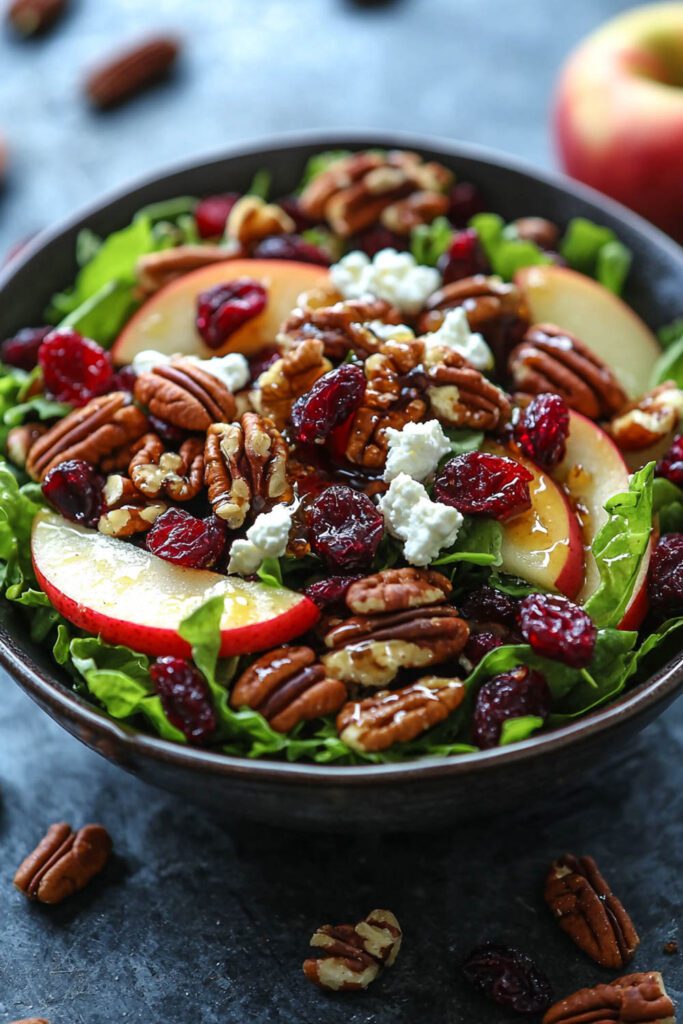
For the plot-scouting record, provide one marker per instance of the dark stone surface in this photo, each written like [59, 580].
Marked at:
[194, 922]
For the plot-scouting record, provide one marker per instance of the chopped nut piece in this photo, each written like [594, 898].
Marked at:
[354, 954]
[63, 862]
[593, 918]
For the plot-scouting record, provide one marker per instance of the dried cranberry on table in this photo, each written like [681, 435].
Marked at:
[508, 977]
[558, 629]
[542, 430]
[75, 369]
[479, 483]
[180, 538]
[184, 697]
[75, 488]
[22, 350]
[221, 310]
[344, 527]
[329, 402]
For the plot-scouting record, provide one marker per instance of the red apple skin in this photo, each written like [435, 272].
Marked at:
[619, 113]
[151, 640]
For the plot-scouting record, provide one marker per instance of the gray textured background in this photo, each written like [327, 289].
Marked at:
[195, 922]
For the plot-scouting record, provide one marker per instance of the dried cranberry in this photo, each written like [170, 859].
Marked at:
[75, 369]
[331, 400]
[478, 483]
[345, 527]
[212, 213]
[670, 465]
[222, 309]
[184, 697]
[291, 247]
[330, 591]
[542, 430]
[22, 350]
[76, 489]
[666, 576]
[466, 201]
[512, 694]
[508, 977]
[181, 538]
[557, 628]
[463, 258]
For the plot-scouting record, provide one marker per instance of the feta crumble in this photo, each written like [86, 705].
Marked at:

·····

## [Aim of the task]
Copy the material above word for word, from start to finish, leaving out the picture.

## [Solution to this exercise]
For the plot-scouting record, provide one marker per instance of the dark stone surface in this photo, each written like [59, 580].
Marked at:
[194, 922]
For the plot-scouting record, provide one marker per instance of the chopped nut piece in this photo, each written like [594, 898].
Marked at:
[354, 954]
[63, 862]
[593, 918]
For the plot-scouting record, provide one marker per instance of the dried cranberry on table in this photo, each written like [681, 435].
Marked at:
[508, 977]
[558, 629]
[542, 430]
[75, 369]
[479, 483]
[180, 538]
[184, 697]
[75, 488]
[22, 350]
[221, 310]
[344, 527]
[329, 402]
For the plot-scouting record, provide one marker per instance of the red apple skin in this photo, each written like [435, 272].
Marked at:
[619, 113]
[151, 640]
For the plot-scouting record, provide one marker per instance of the gray textured background in this photo, each written like [327, 289].
Marked at:
[195, 922]
For the plot-scouting record, provide one marker per instance of the dried cranberry in this photo, each written like [170, 859].
Marked at:
[75, 369]
[331, 400]
[478, 483]
[345, 527]
[212, 213]
[670, 465]
[222, 309]
[184, 697]
[291, 247]
[330, 591]
[542, 430]
[22, 350]
[76, 489]
[666, 576]
[466, 201]
[512, 694]
[508, 977]
[181, 538]
[557, 628]
[463, 258]
For the plot-scouting record, provide one marker per instance of the feta crumble in this photo, each written like [86, 705].
Marked at:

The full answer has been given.